Work out how many lines of the listing below contain the word "trunk". Respond with that number only.

::::

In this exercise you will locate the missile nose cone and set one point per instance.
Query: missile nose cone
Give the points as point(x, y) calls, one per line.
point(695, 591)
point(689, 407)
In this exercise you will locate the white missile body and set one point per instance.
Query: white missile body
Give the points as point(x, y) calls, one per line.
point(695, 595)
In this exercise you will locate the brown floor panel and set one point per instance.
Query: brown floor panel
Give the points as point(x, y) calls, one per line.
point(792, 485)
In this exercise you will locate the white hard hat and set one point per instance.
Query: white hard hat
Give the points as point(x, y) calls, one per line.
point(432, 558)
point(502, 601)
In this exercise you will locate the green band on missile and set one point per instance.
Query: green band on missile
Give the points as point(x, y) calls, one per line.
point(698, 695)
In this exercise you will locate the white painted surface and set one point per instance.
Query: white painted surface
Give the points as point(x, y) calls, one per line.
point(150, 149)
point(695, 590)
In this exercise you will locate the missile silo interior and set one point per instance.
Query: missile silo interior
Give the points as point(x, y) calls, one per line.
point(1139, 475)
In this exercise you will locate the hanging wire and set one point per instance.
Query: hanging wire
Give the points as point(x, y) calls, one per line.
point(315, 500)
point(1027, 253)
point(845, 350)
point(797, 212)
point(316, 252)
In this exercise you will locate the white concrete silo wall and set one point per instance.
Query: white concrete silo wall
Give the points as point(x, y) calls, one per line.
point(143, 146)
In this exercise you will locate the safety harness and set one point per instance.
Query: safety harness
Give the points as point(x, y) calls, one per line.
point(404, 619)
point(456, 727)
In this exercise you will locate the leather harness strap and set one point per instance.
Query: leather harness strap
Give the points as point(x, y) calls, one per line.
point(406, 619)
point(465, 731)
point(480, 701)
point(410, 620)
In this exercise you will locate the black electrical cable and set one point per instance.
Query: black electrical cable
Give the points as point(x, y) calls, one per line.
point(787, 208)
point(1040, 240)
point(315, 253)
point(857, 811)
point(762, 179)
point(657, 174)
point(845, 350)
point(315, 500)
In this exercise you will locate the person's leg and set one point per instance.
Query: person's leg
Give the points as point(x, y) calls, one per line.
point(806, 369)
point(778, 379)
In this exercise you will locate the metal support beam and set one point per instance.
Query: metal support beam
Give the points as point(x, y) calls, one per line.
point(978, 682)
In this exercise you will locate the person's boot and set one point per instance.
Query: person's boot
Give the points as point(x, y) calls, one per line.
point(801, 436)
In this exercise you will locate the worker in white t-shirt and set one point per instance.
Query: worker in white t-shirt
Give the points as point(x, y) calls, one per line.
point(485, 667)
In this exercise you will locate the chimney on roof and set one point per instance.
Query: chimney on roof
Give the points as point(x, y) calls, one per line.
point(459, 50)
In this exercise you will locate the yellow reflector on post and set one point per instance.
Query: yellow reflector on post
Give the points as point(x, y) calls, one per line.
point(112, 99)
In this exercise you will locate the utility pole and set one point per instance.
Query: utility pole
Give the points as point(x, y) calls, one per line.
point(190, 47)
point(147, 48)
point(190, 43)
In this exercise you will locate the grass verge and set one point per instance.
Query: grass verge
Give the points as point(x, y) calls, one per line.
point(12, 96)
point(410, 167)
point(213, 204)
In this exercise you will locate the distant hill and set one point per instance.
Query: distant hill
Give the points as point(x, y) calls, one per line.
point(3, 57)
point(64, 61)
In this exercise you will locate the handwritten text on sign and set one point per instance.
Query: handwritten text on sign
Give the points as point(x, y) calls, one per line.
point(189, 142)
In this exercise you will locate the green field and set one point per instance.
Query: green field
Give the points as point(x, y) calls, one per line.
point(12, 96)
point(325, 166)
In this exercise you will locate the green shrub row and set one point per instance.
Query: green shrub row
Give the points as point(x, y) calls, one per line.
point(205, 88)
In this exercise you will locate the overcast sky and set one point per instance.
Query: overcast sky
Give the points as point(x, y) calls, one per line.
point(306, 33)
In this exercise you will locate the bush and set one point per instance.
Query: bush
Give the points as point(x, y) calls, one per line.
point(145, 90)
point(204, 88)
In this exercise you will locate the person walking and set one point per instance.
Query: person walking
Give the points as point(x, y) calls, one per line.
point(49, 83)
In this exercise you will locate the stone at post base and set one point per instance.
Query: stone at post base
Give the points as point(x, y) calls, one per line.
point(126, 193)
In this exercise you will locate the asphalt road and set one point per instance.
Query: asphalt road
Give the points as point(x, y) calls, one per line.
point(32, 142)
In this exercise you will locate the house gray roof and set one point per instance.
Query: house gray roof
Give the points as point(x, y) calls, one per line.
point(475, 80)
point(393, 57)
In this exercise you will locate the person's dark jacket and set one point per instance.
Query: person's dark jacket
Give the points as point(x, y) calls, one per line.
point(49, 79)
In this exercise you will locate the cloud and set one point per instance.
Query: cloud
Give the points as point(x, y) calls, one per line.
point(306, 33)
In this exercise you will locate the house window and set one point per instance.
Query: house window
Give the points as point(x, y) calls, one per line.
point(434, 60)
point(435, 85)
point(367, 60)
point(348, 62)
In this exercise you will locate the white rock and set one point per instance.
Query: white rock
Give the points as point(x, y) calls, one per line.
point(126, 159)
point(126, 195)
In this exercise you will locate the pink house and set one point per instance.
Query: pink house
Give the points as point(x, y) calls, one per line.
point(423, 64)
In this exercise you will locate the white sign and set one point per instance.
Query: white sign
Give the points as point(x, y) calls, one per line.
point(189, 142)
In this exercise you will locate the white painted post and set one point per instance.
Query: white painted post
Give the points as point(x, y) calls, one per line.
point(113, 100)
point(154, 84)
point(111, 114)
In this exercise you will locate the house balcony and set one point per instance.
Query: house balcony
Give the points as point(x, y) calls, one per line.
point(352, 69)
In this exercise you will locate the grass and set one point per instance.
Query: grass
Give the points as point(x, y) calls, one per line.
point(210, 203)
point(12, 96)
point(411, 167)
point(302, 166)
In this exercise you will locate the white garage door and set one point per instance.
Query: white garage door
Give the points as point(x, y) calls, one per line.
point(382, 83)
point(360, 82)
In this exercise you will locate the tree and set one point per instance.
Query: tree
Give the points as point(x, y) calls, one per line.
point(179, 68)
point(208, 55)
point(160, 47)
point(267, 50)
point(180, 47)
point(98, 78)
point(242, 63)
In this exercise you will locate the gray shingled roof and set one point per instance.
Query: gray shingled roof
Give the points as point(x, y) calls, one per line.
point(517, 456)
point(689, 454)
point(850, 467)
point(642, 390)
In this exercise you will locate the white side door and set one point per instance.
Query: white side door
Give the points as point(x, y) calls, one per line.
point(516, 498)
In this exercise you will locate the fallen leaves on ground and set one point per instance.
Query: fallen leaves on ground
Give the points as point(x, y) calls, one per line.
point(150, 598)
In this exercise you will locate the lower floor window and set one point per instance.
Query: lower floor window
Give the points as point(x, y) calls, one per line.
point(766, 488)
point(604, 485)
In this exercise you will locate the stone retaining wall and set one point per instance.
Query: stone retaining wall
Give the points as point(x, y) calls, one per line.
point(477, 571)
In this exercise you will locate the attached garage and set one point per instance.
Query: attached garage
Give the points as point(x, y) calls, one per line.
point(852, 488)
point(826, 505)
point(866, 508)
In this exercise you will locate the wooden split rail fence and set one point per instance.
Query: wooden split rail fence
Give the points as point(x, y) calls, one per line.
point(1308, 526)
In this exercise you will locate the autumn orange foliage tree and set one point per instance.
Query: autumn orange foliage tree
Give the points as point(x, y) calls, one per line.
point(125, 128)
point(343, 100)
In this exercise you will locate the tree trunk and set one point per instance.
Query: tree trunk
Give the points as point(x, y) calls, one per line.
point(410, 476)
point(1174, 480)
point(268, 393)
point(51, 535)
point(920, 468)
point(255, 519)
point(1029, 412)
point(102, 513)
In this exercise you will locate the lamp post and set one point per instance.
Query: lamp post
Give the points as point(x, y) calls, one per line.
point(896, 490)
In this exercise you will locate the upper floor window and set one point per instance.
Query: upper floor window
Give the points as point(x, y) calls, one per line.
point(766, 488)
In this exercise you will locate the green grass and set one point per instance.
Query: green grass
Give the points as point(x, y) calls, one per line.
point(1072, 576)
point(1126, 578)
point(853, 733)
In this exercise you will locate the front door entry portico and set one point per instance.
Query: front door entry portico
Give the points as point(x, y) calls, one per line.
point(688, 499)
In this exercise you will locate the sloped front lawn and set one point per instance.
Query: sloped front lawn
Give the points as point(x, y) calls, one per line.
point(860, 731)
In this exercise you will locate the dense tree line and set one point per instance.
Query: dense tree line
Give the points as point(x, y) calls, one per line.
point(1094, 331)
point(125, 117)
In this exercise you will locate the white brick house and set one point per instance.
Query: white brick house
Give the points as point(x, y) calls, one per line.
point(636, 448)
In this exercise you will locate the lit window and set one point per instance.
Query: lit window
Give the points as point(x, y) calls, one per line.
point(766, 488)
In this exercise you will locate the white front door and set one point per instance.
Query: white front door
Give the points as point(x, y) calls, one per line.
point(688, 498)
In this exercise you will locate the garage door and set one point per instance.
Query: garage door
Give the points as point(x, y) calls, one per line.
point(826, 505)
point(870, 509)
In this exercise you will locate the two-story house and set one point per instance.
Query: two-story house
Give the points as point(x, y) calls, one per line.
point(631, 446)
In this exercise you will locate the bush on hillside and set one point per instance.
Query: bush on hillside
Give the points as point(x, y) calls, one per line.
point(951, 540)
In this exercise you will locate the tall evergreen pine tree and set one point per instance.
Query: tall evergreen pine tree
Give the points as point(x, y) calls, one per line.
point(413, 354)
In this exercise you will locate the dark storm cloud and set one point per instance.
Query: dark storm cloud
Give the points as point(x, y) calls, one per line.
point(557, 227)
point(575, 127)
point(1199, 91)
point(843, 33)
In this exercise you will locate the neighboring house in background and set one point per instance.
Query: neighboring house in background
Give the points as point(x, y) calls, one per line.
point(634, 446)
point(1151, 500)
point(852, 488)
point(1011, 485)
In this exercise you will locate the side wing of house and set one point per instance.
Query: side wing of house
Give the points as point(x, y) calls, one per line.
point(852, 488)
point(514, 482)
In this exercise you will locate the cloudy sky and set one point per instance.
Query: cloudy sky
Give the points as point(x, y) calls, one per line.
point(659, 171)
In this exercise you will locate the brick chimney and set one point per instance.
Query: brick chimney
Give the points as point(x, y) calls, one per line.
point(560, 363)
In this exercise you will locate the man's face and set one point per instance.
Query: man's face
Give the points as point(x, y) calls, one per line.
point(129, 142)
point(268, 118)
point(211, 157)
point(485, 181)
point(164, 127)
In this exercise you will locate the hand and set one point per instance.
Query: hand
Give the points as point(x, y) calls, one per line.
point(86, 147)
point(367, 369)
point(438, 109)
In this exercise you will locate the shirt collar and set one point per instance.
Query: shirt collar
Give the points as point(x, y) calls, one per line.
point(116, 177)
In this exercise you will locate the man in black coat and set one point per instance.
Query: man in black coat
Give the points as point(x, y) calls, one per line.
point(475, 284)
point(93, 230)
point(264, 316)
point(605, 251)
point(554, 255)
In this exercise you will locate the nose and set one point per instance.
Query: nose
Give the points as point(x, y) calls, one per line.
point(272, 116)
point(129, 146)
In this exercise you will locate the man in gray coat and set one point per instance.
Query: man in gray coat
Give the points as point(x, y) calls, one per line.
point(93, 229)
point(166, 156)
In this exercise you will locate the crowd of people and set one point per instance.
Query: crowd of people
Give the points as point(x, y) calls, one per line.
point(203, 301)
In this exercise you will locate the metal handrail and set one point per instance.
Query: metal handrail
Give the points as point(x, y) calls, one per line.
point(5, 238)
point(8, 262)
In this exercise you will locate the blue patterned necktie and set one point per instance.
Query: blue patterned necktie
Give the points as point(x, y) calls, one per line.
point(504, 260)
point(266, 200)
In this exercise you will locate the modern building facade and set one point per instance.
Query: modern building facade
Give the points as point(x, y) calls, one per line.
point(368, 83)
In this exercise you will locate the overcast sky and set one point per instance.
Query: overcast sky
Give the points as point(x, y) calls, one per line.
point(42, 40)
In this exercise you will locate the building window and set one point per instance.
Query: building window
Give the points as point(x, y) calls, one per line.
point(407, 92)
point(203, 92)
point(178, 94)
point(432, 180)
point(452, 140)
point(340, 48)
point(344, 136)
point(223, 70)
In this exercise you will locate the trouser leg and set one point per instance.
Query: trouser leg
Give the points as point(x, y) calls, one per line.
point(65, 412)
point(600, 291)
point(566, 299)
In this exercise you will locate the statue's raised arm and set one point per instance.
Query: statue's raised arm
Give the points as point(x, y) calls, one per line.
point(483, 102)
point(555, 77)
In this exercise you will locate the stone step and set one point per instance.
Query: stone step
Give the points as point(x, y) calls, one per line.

::::

**Your response**
2